[Object position labeling items]

--------------------

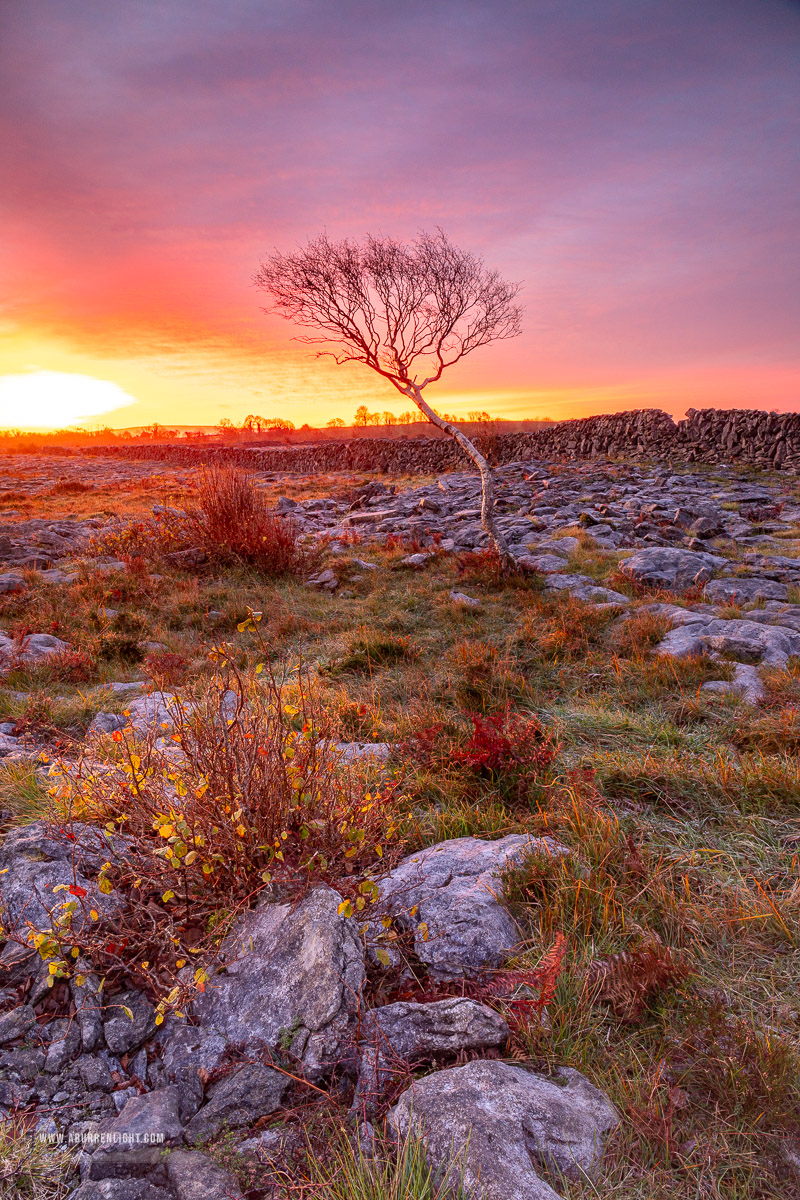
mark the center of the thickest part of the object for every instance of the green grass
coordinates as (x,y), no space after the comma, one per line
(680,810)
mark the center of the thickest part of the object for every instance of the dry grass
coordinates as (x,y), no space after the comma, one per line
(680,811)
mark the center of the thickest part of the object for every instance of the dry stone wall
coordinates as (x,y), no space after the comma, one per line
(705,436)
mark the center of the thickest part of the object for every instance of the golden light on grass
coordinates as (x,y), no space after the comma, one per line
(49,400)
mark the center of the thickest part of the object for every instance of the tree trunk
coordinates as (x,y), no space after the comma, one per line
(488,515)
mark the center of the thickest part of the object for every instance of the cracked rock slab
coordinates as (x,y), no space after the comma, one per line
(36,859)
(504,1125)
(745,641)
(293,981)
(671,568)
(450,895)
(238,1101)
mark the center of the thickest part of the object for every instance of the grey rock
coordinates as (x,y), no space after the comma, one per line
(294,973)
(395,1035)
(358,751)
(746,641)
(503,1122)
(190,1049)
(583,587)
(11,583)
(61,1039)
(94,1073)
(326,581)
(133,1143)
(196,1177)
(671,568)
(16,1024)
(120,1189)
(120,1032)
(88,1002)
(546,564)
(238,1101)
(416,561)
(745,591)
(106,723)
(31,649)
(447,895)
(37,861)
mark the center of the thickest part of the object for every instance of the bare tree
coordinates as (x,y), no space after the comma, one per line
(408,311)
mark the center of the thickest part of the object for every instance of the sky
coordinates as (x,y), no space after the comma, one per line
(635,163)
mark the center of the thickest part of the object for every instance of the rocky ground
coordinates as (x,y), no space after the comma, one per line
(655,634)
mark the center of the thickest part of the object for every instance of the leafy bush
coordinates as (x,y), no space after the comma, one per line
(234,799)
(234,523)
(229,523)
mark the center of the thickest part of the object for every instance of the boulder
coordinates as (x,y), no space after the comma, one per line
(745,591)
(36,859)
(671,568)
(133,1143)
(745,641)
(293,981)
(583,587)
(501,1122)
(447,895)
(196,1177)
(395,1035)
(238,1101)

--------------------

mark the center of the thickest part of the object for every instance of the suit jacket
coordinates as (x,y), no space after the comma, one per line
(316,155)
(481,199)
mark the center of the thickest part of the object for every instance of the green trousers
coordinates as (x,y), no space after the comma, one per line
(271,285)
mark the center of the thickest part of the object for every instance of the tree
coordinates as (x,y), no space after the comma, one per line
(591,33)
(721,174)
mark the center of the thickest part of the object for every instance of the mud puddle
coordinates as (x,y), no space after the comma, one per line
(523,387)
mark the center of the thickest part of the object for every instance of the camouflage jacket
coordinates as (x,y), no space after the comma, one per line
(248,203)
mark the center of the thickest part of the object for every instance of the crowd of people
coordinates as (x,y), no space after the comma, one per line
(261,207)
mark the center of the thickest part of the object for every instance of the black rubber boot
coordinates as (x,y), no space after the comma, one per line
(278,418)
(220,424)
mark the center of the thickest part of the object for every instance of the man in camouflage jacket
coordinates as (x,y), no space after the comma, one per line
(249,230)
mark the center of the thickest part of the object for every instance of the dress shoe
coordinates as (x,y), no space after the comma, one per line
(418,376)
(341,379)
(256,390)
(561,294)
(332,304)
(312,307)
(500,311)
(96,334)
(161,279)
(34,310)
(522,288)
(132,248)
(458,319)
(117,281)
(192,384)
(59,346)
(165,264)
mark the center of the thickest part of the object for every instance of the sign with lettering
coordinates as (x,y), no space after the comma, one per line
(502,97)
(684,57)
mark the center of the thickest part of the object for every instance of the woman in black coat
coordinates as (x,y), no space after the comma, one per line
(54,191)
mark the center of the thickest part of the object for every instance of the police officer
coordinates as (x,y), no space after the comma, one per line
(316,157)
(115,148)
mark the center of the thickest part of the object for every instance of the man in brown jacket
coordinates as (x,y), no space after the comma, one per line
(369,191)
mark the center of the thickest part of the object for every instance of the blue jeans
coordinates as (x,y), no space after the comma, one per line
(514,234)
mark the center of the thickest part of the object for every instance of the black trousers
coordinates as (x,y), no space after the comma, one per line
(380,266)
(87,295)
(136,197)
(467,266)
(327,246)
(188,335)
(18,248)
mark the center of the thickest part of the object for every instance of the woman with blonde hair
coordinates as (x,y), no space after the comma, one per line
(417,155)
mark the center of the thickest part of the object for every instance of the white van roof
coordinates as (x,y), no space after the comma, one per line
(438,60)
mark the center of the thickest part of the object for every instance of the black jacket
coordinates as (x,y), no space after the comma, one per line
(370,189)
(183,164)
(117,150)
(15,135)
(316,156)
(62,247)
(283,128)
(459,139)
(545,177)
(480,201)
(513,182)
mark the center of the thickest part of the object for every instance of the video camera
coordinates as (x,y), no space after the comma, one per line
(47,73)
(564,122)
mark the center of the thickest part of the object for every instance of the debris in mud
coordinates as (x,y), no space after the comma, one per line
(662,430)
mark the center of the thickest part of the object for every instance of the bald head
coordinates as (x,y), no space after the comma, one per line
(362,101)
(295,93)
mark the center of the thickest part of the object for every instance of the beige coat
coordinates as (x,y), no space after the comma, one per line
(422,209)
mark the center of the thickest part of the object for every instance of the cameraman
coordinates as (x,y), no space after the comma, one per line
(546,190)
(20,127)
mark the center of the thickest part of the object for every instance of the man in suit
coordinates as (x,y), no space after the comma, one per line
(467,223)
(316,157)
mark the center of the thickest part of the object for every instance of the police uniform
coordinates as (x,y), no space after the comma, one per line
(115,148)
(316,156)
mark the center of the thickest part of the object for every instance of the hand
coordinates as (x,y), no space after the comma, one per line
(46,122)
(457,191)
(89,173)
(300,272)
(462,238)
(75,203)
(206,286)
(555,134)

--------------------

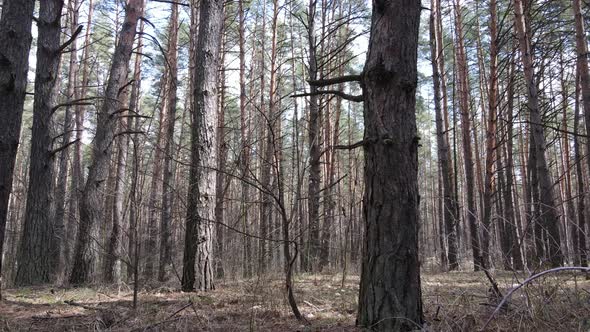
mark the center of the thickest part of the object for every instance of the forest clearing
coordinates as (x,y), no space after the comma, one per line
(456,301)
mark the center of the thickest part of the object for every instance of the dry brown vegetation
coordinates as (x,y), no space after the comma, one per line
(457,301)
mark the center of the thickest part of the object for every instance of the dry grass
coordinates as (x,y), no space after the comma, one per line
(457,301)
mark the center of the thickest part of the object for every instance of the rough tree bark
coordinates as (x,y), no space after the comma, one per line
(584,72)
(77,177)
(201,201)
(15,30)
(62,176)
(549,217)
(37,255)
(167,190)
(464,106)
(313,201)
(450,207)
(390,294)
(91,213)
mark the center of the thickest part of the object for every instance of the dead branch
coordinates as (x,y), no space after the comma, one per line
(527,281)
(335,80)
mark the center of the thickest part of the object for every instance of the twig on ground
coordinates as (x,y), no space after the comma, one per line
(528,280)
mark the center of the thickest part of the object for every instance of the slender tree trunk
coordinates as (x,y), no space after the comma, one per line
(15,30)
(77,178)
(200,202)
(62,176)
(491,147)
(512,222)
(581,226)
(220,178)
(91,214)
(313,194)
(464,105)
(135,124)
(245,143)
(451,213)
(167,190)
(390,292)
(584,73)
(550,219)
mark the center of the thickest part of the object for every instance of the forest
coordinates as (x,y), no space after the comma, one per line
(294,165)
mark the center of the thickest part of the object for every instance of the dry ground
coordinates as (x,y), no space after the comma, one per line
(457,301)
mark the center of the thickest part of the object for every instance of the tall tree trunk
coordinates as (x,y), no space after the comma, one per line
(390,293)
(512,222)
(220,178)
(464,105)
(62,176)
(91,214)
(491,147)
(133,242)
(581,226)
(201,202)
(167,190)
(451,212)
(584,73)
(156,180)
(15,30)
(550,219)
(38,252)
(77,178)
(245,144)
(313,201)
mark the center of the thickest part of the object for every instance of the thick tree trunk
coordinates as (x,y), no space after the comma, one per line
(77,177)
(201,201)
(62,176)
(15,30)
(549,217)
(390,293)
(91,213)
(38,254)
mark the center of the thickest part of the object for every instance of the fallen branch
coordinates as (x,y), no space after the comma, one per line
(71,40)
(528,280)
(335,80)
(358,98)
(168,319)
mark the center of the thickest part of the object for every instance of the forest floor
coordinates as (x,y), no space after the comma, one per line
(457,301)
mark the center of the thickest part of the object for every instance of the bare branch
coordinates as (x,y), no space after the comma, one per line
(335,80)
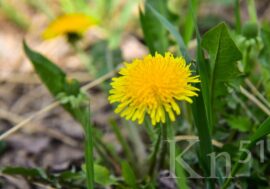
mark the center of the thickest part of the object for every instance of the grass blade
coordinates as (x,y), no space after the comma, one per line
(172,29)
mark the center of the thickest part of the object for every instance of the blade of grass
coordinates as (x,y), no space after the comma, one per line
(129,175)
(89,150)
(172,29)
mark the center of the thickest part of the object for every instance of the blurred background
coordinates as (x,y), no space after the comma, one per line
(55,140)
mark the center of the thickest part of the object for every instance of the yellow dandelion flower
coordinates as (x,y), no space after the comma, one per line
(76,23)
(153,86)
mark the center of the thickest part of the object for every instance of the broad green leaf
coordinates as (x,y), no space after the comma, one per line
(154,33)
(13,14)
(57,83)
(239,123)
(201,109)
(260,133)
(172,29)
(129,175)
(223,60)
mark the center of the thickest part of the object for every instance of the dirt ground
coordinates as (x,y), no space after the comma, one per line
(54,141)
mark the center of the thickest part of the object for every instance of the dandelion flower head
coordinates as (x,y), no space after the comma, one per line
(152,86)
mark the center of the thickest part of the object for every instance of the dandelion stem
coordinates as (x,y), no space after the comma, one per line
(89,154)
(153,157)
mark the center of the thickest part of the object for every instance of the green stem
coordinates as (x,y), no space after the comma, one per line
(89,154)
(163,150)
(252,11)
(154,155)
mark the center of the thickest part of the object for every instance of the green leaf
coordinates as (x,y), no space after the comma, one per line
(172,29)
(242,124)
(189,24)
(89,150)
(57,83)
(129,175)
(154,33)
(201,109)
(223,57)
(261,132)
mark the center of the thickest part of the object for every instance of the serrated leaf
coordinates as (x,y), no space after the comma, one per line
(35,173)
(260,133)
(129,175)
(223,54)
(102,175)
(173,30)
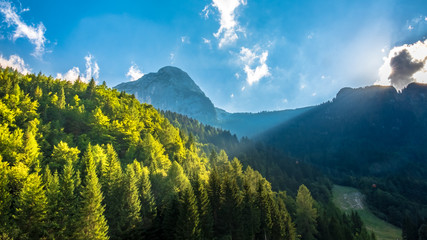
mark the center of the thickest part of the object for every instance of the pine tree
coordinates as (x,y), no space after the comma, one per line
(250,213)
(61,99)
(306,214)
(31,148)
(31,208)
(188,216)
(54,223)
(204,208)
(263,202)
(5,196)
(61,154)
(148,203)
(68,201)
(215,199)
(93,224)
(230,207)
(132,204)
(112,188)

--------------------

WRITTEN REQUEST: Please count the lines in the items above that contain the word "stem", and give only that number.

THE COMPLETED TASK: 2